#### Tasks to perform:
1. List every hyphenated term in the passage on biological weathering, including its title.
2. Write the next part of the passage on biological weathering, picking up after its final sentence.

#### Passage for review:
*** Block opens ***

Biological Weathering : A Big-Picture View of Scaling and Variability.

Mass balance and the rock record’s evidence of sustained (Ga) environmental stability indicate that Earth’s global chemical weathering rate has been approximately constant since the advent of the atmosphere and oceans, capped by planetary volcanic CO₂emissions at roughly (total cations, constant continental area basis) 1 keq/ha/yr.  Before the emergence of rooted plants, terrestrial chemical weathering was a relatively diffuse process mimicking runoff in its spatiotemporal distribution. In the modern world photosynthesis and vascularity confer a portfolio of high-powered weathering tactics, a sort of parallel-hybrid chemical weathering system operating in rhizospheric and bulk soils and subsoils, suitable for rapid deployment and accumulation of ecosystem nutrient capital under a wide range of conditions.  However on the whole biology must live under the geochemical weathering cap and so its great chemical-weathering power is brought to bear only in spatiotemporal spurts, punctuated by spaces and times characterized by little to no weathering.

*** Block closes ***

#### Recorded information:
*** Block opens ***

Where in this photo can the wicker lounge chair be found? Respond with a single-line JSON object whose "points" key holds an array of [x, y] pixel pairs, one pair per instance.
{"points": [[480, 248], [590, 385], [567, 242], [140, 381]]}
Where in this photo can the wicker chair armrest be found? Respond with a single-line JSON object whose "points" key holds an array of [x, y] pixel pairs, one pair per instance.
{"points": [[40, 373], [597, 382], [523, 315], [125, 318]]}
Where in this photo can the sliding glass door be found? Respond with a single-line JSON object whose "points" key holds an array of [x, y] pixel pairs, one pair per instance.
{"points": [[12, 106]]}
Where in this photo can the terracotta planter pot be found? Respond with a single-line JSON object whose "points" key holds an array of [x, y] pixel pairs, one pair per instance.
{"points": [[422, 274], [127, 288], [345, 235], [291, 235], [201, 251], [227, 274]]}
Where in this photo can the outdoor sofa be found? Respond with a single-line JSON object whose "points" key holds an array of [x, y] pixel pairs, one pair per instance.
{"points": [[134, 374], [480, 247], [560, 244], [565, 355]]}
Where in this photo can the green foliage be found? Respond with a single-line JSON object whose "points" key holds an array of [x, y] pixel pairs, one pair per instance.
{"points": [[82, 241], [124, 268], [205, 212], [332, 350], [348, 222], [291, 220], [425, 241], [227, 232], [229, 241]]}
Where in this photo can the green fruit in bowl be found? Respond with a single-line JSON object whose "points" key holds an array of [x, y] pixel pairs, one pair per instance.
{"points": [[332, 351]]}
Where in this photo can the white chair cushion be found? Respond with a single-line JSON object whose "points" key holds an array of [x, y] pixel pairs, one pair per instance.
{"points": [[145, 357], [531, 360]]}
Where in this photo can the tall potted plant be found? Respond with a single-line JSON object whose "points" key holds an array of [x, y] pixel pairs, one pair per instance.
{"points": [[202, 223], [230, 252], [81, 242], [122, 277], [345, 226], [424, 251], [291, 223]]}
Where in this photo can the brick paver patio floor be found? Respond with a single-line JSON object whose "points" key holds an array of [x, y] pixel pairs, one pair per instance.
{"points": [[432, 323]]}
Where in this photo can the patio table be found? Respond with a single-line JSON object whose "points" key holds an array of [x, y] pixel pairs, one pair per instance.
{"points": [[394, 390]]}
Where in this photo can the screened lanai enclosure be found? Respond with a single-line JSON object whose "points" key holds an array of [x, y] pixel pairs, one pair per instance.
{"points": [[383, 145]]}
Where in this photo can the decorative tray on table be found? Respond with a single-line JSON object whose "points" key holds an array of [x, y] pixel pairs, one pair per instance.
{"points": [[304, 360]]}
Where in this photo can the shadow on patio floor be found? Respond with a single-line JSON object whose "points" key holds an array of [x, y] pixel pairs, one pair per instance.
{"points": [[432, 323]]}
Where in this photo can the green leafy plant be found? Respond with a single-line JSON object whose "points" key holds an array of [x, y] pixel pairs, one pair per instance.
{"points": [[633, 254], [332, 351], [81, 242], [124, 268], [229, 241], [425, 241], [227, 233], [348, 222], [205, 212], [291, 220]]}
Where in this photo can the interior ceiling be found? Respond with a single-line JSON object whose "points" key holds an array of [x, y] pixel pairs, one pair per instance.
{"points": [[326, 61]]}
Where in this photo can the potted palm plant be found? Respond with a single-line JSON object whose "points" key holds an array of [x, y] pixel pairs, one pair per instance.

*** Block closes ***

#### Answers for this exercise:
1. Big-Picture, parallel-hybrid, high-powered, chemical-weathering

2.
Modern biologically-driven chemical weathering dynamics presumably correspond to those of ecosystem succession.  Landscape renewal and disturbance are obvious deployment opportunities.  We studied chemical weathering and the fate of products of weathering in outdoor 7.5 m x 7.5 m x 1.5 m deep forest mesocosms constructed on glacial outwash at the Hubbard Brook Experimental Forest.  Weathering rates in an aggrading, then disturbed mesocosm varied from approximately zero to 10 keq/ha/yr over a timespan of only 20 yr.  Rates and mechanisms of cation storage and loss also varied dramatically over that interval. Variations within and among natural systems are likely greater.  These considerations may provide context for the very large range of rates of chemical weathering estimated by various methods.